**REQUIREMENT**.
Write out every entry exactly as it appears.

** Begin **

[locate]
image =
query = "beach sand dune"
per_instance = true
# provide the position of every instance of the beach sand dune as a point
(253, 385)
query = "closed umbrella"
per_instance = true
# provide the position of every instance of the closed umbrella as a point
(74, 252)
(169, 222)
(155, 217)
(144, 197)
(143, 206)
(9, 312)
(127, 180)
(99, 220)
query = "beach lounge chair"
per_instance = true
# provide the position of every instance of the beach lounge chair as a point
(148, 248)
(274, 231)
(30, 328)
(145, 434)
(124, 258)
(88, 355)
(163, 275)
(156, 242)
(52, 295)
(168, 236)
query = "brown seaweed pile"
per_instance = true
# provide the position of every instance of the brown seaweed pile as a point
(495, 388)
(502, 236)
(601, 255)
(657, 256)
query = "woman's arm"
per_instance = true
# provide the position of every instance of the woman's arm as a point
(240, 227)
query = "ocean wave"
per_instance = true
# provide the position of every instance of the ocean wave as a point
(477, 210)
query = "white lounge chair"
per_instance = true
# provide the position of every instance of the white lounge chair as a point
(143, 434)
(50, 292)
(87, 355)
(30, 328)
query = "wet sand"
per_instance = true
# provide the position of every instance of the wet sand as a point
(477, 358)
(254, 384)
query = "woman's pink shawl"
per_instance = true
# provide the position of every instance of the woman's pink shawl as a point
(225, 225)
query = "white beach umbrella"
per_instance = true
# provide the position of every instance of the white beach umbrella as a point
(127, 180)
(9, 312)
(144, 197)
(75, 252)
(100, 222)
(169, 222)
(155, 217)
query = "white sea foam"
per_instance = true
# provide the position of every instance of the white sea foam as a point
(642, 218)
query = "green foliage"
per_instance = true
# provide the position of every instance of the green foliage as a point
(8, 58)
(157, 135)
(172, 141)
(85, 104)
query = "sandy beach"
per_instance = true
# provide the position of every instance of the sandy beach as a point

** End **

**RESULT OF THE TASK**.
[locate]
image =
query = "beach sand dune"
per_instance = true
# provide the position of every instance of the beach sand dune as a point
(253, 385)
query = "closed umbrella"
per_instance = true
# provide the position of every instance of the closed umbrella as a point
(74, 252)
(169, 222)
(155, 217)
(144, 197)
(143, 206)
(9, 312)
(127, 180)
(99, 220)
query = "beach lounge chair"
per_instance = true
# provide the position of every instance of the beach lounge chair as a point
(148, 248)
(274, 231)
(30, 328)
(145, 434)
(124, 258)
(88, 355)
(163, 275)
(156, 242)
(52, 295)
(168, 236)
query = "brown seaweed pile"
per_instance = true
# provide the position of every instance of the brown seaweed pile as a point
(495, 388)
(502, 236)
(601, 255)
(657, 256)
query = "woman's arm"
per_instance = true
# provide the position of every instance of the woman's arm as a point
(240, 227)
query = "ocean wave"
per_instance = true
# provide the position of every instance of the ocean wave as a point
(477, 210)
query = "white lounge chair"
per_instance = true
# provide the position of every instance of the white lounge chair as a point
(143, 434)
(50, 292)
(87, 355)
(30, 328)
query = "wet sand"
per_instance = true
# provide the position of every instance of the wet sand as a point
(477, 358)
(254, 384)
query = "woman's pink shawl"
per_instance = true
# provide the position of every instance of the woman's pink shawl as a point
(225, 225)
query = "white beach umbrella"
per_instance = true
# provide the position of every instance of the white beach umbrella as a point
(127, 180)
(9, 312)
(144, 197)
(75, 252)
(100, 222)
(169, 222)
(155, 217)
query = "white sea foam"
per_instance = true
# provide the position of every instance of the white sea foam as a point
(642, 218)
query = "green foliage"
per_instance = true
# provide the position of every instance of the green foliage as a point
(8, 58)
(157, 135)
(172, 141)
(85, 104)
query = "sandy beach"
per_instance = true
# provide the position of every instance of the sandy beach as a point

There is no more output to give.